** WHAT IS NEEDED **
Retype the entries below exactly, dropping the images.

** DATA FOR THE TASK **
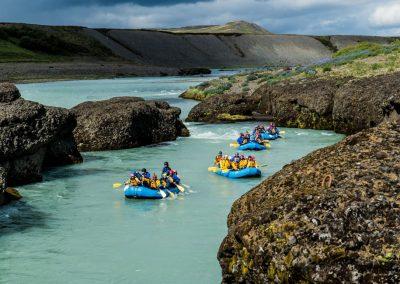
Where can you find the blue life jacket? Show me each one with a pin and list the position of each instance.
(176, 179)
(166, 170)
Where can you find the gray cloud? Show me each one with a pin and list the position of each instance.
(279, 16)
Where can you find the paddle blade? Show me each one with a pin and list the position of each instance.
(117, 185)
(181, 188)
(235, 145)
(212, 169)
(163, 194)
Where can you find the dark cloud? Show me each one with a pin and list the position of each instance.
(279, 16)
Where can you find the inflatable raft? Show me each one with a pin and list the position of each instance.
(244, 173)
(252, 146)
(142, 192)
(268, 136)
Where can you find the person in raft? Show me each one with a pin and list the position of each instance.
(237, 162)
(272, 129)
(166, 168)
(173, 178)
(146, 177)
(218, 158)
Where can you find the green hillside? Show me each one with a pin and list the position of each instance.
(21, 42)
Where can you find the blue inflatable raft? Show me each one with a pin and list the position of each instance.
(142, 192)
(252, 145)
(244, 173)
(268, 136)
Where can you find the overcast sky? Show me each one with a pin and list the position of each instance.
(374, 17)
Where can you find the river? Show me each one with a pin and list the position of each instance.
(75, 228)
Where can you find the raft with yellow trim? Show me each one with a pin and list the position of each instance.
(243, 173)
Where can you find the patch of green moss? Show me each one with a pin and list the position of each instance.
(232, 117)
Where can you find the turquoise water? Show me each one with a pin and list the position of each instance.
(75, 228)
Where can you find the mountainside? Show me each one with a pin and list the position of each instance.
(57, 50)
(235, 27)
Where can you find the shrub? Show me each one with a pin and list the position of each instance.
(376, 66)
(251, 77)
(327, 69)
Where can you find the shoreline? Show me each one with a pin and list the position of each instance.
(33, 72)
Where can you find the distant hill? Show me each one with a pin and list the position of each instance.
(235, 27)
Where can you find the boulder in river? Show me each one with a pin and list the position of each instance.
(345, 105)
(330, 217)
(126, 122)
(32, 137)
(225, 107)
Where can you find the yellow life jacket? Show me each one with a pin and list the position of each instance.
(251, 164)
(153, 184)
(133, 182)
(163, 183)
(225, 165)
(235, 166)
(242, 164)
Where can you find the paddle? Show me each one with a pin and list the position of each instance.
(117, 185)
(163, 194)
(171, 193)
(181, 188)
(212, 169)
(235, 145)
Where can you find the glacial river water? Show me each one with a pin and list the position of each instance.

** EXERCISE OUTPUT **
Where can you find the blue life jacket? Show me each one with a pin and list the position of each instance.
(176, 179)
(166, 170)
Where can you find the gray cloud? Show me each one with a pin and list the position of each instance.
(279, 16)
Where can you find the paddle blade? Show me each one with a pin and list the position of each instance.
(117, 185)
(181, 188)
(235, 145)
(212, 169)
(163, 194)
Where can you find the dark cloud? Show me each one with a pin and list the position of each instance.
(279, 16)
Where can you find the inflatable raft? Show me each one with a pin and list the position of each instance.
(244, 173)
(252, 146)
(142, 192)
(268, 136)
Where can you find the person in raft? Show me each one with a pin and list the position of each instance.
(237, 162)
(272, 129)
(166, 168)
(173, 178)
(146, 177)
(218, 158)
Where can you find the green hillside? Show me each one with a pin and list the position of each instance.
(21, 42)
Where can you find the blue inflatable raft? Show me each one with a pin and list the position of each instance.
(142, 192)
(252, 145)
(244, 173)
(268, 136)
Where can you find the overcast sky? Show me each one with a pin and list the position of each instance.
(374, 17)
Where can you find the river? Show me each one with a pin and list the position of each instance.
(75, 228)
Where can you find the raft with yellow trim? Show me each one with a pin and list the position of each instance.
(243, 173)
Where can you find the patch of green moss? Show me each one with a pin and list the position of each instance.
(232, 117)
Where can you find the turquoise water? Show me each one with a pin and list the position of each instance.
(75, 228)
Where can you find the mountainside? Show me each one with a pin and list the position of each instance.
(57, 50)
(235, 27)
Where can you find the shrub? Show me each one with a pin and list the position of each instance.
(376, 66)
(251, 77)
(327, 69)
Where can you find the shoreline? Show me each one with a pin and list the position of each instance.
(33, 72)
Where can you find the distant hill? Show me each one with a pin and list the position of each instance.
(235, 27)
Where can you find the boulder in river? Show me each one with a pin and list the position of each instance.
(345, 105)
(330, 217)
(126, 122)
(32, 137)
(225, 107)
Where can you find the yellow life jacket? Show me each one with a pin and list the position of each instance.
(251, 164)
(153, 184)
(133, 182)
(163, 183)
(225, 165)
(235, 166)
(242, 164)
Where can you find the paddle? Show me each one with a pin and list the position of each instance.
(117, 185)
(163, 194)
(171, 193)
(181, 188)
(212, 169)
(235, 145)
Where can you find the glacial river water? Show me each one with a pin and list the position of each instance.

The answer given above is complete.